▶ Assigned task
From the first record to the last, write out each one exactly.

>>>>>

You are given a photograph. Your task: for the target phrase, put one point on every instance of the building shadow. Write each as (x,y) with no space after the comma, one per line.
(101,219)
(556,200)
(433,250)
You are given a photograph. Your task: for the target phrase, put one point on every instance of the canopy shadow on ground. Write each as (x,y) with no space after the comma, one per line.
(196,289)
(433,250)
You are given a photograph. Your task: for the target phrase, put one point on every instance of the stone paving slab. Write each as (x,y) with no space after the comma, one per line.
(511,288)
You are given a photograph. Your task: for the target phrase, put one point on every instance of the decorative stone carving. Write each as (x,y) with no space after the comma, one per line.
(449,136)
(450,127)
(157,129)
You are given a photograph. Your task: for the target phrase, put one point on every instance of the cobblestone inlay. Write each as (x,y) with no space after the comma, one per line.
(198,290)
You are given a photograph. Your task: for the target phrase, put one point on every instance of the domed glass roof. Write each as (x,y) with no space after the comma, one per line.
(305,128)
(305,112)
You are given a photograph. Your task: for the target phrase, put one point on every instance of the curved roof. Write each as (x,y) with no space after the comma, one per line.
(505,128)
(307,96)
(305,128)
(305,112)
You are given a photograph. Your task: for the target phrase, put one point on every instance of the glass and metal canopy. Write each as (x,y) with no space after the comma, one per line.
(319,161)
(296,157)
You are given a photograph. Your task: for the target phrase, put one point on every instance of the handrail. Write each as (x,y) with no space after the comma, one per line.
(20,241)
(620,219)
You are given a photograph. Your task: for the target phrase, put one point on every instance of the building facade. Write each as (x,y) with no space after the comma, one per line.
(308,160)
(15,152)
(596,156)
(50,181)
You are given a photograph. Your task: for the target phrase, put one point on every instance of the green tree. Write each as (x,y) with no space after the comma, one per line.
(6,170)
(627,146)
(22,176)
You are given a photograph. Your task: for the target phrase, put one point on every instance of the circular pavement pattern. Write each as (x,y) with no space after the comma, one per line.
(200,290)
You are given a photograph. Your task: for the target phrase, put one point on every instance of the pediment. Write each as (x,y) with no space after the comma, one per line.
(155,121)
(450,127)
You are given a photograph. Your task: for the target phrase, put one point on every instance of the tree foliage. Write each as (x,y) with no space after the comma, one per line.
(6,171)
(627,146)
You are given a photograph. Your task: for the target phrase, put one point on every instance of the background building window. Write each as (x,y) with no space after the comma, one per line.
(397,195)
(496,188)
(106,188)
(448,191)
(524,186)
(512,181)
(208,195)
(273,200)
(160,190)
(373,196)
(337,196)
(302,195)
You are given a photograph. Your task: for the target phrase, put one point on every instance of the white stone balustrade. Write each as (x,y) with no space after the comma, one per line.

<<<<<

▶ Reply to the exercise
You are given a photograph. Your task: for the target phrase, put one point on every instance of the building shadow. Write each as (x,y) with no space after the comma, one per line.
(101,219)
(556,200)
(433,250)
You are given a photograph. Your task: for the target phrase, put one point on every instance of the canopy shadow on ground. Write each as (x,y) with no space after the comma, one per line.
(196,289)
(433,250)
You are given a photograph. Your task: for the target phrase, put one point on every instance of the stone paving slab. Write each as (x,y) with no space after the comma, one per line.
(511,288)
You are given a photograph. Your task: for the target phrase, put one point on every instance of the decorative stone carving. Write each as (x,y) with no space after the comma, one per line.
(449,136)
(450,127)
(157,129)
You are given a photograph. Your task: for the target phrase, put one point on every instance of the cobblestone inlay. Write each as (x,y) with no space after the comma, one per line.
(198,290)
You are given a photograph. Your task: for the target phrase, put one point on every instance of the domed glass roof. Write each as (x,y) with no space after the comma, one per line.
(305,128)
(305,112)
You are given a photograph. Your task: for the target phrase, put one point on every instance of the curved roof. Write each as (x,y) with no space after the comma, one per line.
(505,128)
(307,96)
(305,128)
(305,112)
You are given a photograph. Your task: for the target phrase, put one point on every instance of the glass and metal canopy. Write each as (x,y) with no space after the comma, one per line.
(319,161)
(296,157)
You are given a photograph. Your task: for the target phrase, put one point on every instance of the handrail. Write each as (x,y) with no space after the comma, one per line.
(20,241)
(620,219)
You are given a photograph. Your task: for the target phrase, put one point on every instance of the building facade. Write each as (x,y) with no space after the comma, one per line.
(308,160)
(15,152)
(596,156)
(50,181)
You are given a photograph. Your task: for the target phrase, put one point on every instance of the green tree. Write each as (x,y) with no space after the comma, one per line.
(6,170)
(627,146)
(22,176)
You are given a photograph. Your task: for the target phrase, put one point on every instance of the circular pavement pattern. Write each as (x,y) with no space after the comma, one per line.
(200,290)
You are given a photograph. Your task: for the target phrase, put one point on every instance of the pediment. Write each as (x,y) with no space after the comma, one per line.
(155,121)
(450,127)
You are given a photograph. Your task: for the target phrase, put one point on every instance of the tree foliage. Write each as (x,y) with no space after the comma, one per line.
(6,171)
(627,146)
You are given a photograph. Your task: for the target phrase, put one point on every instance of the background building window. Write each as (x,y) with no space after the comma, one per line.
(397,195)
(496,188)
(106,188)
(448,191)
(524,186)
(512,181)
(208,195)
(273,200)
(160,190)
(373,196)
(337,196)
(302,195)
You are given a photograph. Your task: for the target phrase, put one point on every instance of the white stone balustrade. Write each as (x,y) with no space after the comma, one per line.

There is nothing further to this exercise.